Data listing
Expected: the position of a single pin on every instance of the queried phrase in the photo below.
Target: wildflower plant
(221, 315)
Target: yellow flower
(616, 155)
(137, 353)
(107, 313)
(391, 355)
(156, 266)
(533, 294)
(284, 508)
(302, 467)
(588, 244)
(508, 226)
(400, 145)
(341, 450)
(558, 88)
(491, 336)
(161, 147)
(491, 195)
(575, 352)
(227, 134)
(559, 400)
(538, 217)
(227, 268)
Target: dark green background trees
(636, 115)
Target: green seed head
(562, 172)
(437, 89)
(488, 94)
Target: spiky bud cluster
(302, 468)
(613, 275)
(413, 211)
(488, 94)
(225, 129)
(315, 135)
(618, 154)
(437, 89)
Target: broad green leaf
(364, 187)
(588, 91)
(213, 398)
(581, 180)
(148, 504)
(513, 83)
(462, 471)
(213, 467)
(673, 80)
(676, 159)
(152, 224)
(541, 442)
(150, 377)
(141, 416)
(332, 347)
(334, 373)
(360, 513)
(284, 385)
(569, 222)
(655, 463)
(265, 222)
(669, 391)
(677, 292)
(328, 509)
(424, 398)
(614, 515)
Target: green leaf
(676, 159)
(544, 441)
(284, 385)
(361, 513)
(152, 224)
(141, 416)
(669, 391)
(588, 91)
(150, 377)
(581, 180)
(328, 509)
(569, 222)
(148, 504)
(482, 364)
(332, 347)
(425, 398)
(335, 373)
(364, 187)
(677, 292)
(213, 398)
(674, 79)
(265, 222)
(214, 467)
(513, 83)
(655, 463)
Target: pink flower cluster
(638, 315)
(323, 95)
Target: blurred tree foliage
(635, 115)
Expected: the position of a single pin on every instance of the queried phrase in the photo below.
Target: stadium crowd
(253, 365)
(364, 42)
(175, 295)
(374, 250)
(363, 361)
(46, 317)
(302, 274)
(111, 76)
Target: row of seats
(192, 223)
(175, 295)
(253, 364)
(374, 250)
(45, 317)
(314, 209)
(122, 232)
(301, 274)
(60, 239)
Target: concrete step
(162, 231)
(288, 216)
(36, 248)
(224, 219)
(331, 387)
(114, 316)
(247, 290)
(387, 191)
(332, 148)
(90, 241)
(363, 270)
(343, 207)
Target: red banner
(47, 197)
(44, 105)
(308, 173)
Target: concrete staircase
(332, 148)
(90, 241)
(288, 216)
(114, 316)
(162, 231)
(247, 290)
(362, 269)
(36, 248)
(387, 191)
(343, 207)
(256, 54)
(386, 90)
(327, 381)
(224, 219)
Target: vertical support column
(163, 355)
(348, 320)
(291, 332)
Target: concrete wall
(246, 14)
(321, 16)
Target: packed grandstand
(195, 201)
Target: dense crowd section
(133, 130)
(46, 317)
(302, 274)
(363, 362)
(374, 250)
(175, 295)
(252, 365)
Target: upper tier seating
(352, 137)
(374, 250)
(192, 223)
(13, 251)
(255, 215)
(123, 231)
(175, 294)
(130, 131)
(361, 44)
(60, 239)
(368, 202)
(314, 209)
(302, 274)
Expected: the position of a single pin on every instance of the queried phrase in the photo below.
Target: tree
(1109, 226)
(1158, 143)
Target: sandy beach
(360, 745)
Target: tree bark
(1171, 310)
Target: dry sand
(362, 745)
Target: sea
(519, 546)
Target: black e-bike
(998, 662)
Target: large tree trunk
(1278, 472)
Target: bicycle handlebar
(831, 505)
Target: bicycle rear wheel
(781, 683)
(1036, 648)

• [INSTRUCTION]: Quote every line of the data listing above word for word, with nothing left out or changed.

• [RESPONSE]:
Expected: the position of a single pin on every instance of the queried phrase in the photo below.
Target: wildflower plant
(221, 315)
Target: yellow flower
(616, 155)
(137, 353)
(107, 313)
(391, 355)
(156, 266)
(533, 294)
(284, 508)
(302, 467)
(588, 244)
(508, 226)
(400, 145)
(341, 450)
(558, 88)
(491, 336)
(161, 147)
(491, 195)
(575, 352)
(227, 134)
(559, 400)
(538, 217)
(227, 268)
Target: dark green background trees
(636, 115)
Target: green seed head
(562, 172)
(437, 89)
(488, 94)
Target: spiky bud cluster
(302, 468)
(613, 275)
(413, 211)
(488, 94)
(225, 129)
(315, 135)
(618, 154)
(437, 89)
Target: broad green leaf
(364, 187)
(588, 91)
(213, 398)
(581, 180)
(148, 504)
(513, 83)
(462, 471)
(213, 467)
(673, 80)
(676, 159)
(152, 224)
(541, 442)
(150, 377)
(141, 416)
(332, 347)
(334, 373)
(360, 513)
(284, 385)
(569, 222)
(655, 463)
(265, 222)
(669, 391)
(677, 292)
(328, 509)
(424, 398)
(614, 515)
Target: green leaf
(676, 159)
(544, 441)
(284, 385)
(361, 513)
(152, 224)
(141, 416)
(669, 391)
(588, 91)
(150, 377)
(581, 180)
(328, 509)
(569, 222)
(148, 504)
(482, 364)
(332, 347)
(425, 398)
(335, 373)
(364, 187)
(677, 292)
(213, 398)
(674, 79)
(265, 222)
(214, 467)
(513, 83)
(655, 463)
Target: pink flower cluster
(638, 315)
(323, 95)
Target: blurred tree foliage
(635, 115)
Expected: the position of a single pin on every instance of the queried phrase in the photo below.
Target: stadium crowd
(253, 365)
(364, 42)
(175, 295)
(374, 250)
(363, 361)
(46, 317)
(302, 274)
(111, 76)
Target: row of seats
(192, 223)
(175, 295)
(253, 364)
(374, 250)
(45, 317)
(314, 209)
(122, 232)
(301, 274)
(60, 239)
Target: concrete step
(162, 231)
(288, 216)
(36, 248)
(224, 219)
(331, 387)
(114, 316)
(247, 290)
(387, 191)
(332, 148)
(90, 241)
(363, 270)
(343, 207)
Target: red banner
(47, 197)
(44, 105)
(308, 173)
Target: concrete staircase
(332, 148)
(90, 241)
(288, 216)
(114, 316)
(162, 231)
(247, 290)
(362, 269)
(36, 248)
(387, 191)
(343, 207)
(256, 54)
(386, 90)
(327, 381)
(224, 219)
Target: vertical support column
(163, 355)
(348, 320)
(291, 332)
Target: concrete wall
(246, 14)
(321, 16)
Target: packed grandstand
(195, 201)
Target: dense crowd section
(133, 130)
(46, 317)
(302, 274)
(363, 362)
(374, 250)
(175, 295)
(252, 365)
Target: upper tier seating
(352, 137)
(374, 250)
(192, 223)
(13, 251)
(255, 215)
(123, 231)
(175, 294)
(130, 131)
(361, 44)
(60, 239)
(368, 202)
(314, 209)
(302, 274)
Expected: the position of a single pin on every instance of the queried phrase in the photo below.
Target: tree
(1109, 226)
(1158, 143)
Target: sandy beach
(360, 745)
Target: tree bark
(1171, 310)
Target: dry sand
(362, 745)
Target: sea
(519, 546)
Target: black e-bike
(998, 662)
Target: large tree trunk
(1278, 472)
Target: bicycle handlebar
(831, 505)
Target: bicycle rear wheel
(781, 683)
(1036, 648)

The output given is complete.